**WHAT THE EXERCISE ASKS:**
Copy all of the items below in full, including their requests, and multiply every bounding-box coordinate in the answers by 0.2. Round each result to a whole number, with halves rounded up.

--- Start of DATA EXTRACT ---

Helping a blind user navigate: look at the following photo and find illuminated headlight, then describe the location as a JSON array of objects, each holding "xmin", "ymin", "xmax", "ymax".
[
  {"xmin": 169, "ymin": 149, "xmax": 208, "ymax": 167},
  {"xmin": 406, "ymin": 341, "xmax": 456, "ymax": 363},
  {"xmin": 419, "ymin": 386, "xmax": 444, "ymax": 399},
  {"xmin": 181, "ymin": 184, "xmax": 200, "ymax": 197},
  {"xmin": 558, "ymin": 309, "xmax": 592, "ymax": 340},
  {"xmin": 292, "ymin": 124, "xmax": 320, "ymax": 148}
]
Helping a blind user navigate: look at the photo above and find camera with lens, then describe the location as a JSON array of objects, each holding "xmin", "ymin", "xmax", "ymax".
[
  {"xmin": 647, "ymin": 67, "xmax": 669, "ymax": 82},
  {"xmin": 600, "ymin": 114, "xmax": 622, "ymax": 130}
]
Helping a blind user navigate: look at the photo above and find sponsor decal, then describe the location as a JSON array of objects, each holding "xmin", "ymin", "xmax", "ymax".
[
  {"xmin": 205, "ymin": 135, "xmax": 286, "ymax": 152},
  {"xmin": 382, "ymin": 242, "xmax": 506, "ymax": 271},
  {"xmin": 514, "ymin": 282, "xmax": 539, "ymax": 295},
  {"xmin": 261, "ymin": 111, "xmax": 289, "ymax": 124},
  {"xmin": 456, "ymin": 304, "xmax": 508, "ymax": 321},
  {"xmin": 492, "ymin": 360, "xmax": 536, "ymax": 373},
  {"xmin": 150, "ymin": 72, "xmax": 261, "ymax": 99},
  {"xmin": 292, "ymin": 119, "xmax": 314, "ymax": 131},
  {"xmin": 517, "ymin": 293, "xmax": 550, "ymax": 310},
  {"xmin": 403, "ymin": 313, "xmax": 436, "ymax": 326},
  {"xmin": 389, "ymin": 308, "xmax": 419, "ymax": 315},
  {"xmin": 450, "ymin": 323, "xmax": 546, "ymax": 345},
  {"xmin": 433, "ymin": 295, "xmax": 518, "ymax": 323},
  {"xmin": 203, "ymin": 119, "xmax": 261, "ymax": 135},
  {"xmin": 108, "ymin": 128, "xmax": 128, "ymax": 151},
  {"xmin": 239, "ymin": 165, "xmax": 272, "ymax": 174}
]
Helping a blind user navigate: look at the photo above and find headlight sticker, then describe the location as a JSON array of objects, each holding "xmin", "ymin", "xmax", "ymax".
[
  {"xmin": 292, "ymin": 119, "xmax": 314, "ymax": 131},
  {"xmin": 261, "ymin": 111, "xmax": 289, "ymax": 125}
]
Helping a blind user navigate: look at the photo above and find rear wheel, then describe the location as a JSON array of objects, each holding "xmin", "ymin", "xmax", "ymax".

--- End of DATA EXTRACT ---

**OUTPUT OF THE TASK:**
Helping a blind user navigate: look at the following photo and find illuminated headlight, then describe the location as a JSON array of objects, each holding "xmin", "ymin", "xmax", "ymax".
[
  {"xmin": 34, "ymin": 30, "xmax": 42, "ymax": 33},
  {"xmin": 81, "ymin": 68, "xmax": 91, "ymax": 73},
  {"xmin": 84, "ymin": 77, "xmax": 89, "ymax": 80},
  {"xmin": 36, "ymin": 37, "xmax": 40, "ymax": 39},
  {"xmin": 112, "ymin": 62, "xmax": 118, "ymax": 68},
  {"xmin": 58, "ymin": 25, "xmax": 64, "ymax": 30}
]
Helping a blind user navigate: look at the photo above and find camera with lens, then describe the location as a JSON array of objects, each holding "xmin", "ymin", "xmax", "ymax".
[
  {"xmin": 129, "ymin": 13, "xmax": 134, "ymax": 16},
  {"xmin": 120, "ymin": 23, "xmax": 124, "ymax": 26}
]
Helping a blind user navigate: look at the photo above and find sponsor decal, then describe the location as a JSON array of objects, each holding "xmin", "ymin", "xmax", "ymax".
[
  {"xmin": 41, "ymin": 27, "xmax": 57, "ymax": 30},
  {"xmin": 76, "ymin": 48, "xmax": 101, "ymax": 54},
  {"xmin": 103, "ymin": 56, "xmax": 108, "ymax": 59},
  {"xmin": 52, "ymin": 22, "xmax": 58, "ymax": 25},
  {"xmin": 91, "ymin": 61, "xmax": 102, "ymax": 64},
  {"xmin": 98, "ymin": 72, "xmax": 107, "ymax": 75},
  {"xmin": 30, "ymin": 14, "xmax": 52, "ymax": 20},
  {"xmin": 58, "ymin": 24, "xmax": 63, "ymax": 26},
  {"xmin": 103, "ymin": 59, "xmax": 110, "ymax": 62},
  {"xmin": 81, "ymin": 63, "xmax": 87, "ymax": 65},
  {"xmin": 78, "ymin": 62, "xmax": 84, "ymax": 63},
  {"xmin": 90, "ymin": 65, "xmax": 109, "ymax": 69},
  {"xmin": 87, "ymin": 59, "xmax": 104, "ymax": 65},
  {"xmin": 41, "ymin": 24, "xmax": 52, "ymax": 27},
  {"xmin": 22, "ymin": 26, "xmax": 26, "ymax": 30},
  {"xmin": 48, "ymin": 33, "xmax": 54, "ymax": 35}
]
Helping a blind user navigate: look at the photo above and find headlight sticker, then describe the location as a JSON array of objects, each holding "xmin", "ymin", "xmax", "ymax".
[
  {"xmin": 58, "ymin": 24, "xmax": 63, "ymax": 26},
  {"xmin": 52, "ymin": 22, "xmax": 58, "ymax": 25}
]
Helping a blind user navigate: look at the photo above and find rear wheel, then describe the location as a JSON array of objects, each holding "xmin", "ymin", "xmax", "ymax".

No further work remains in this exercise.